EXTRAIT DU TEXTE:
Tels sont les résultats, prévisibles et prévus, de cette gestuelle de guerre civile, que le chef du Front national pratique en artiste accompli. Tels sont les résultats des ambiguïtés de certains ministres-candidats, de la suffisance partisane, de la bêtise militante. Manifestement, le Premier ministre ne dirige pas la majorité présidentielle (d’ailleurs réduite aux habituelles factions), le Premier secrétaire du Parti socialiste ne contrôle pas son organisation et les divers responsables socialistes ont oublié qu’ils avaient adopté un projet.
Quant à la droite classique, elle voulait faire des régionales un tremplin l’assurant d’une victoire facile et complète aux législatives de 1993. Comme l’a reconnu Charles Millon, la campagne sur le terrain lui a fait découvrir l’étendue de ses ignorances, en ce qui concerne l’état du pays, ses insuffisances et la perte de son crédit. Paralysée par la guerre de ses chefs, victime de sa paresse intellectuelle, engoncée dans ses routines gestionnaires, elle risque de glisser à son tour dans la dépression nerveuse.
NOS REFUS
Il importe peu que les apparences soient sauves, en termes de structures et de pouvoirs, si tous les grands appareils politiques perdent leur légitimité. Or tel fut bien le cas pendant cette campagne : tandis que les partis de droite et de gauche pataugeaient dans leurs contradictions, nous avons vu prospérer toutes les figures de l’anti-politique. Non seulement l’ethnicisme du Front national, non seulement le naturalisme fanatique des Verts, mais encore l’affairisme qu’incarne Bernard Tapie, le parisianisme d’un Daniel Hetcher et la consternante médiocrité de quelques autres gloires de la société civile promues par un Parti socialiste aux abois. Les talents et les compétences professionnelles de ces derniers ne sont pas en cause ; mais aucun citoyen ne devrait accepter le sophisme qui consiste à se présenter aux élections en affirmant qu’on ne fait pas et qu’on ne veut pas faire de politique.

ENTRÉES EXTRAITES:
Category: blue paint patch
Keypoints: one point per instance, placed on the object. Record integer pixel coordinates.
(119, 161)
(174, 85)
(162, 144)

CONSIGNE: Dans l'extrait sur la campagne des régionales, recopiez tout ce qui va de « Tels sont les résultats, prévisibles » jusqu'à « adopté un projet. » en substituant « chef du gouvernement » à « Premier ministre ». Les entrées ne servent à rien ici.

CORRIGÉ RÉDIGÉ:
Tels sont les résultats, prévisibles et prévus, de cette gestuelle de guerre civile, que le chef du Front national pratique en artiste accompli. Tels sont les résultats des ambiguïtés de certains ministres-candidats, de la suffisance partisane, de la bêtise militante. Manifestement, le chef du gouvernement ne dirige pas la majorité présidentielle (d’ailleurs réduite aux habituelles factions), le Premier secrétaire du Parti socialiste ne contrôle pas son organisation et les divers responsables socialistes ont oublié qu’ils avaient adopté un projet.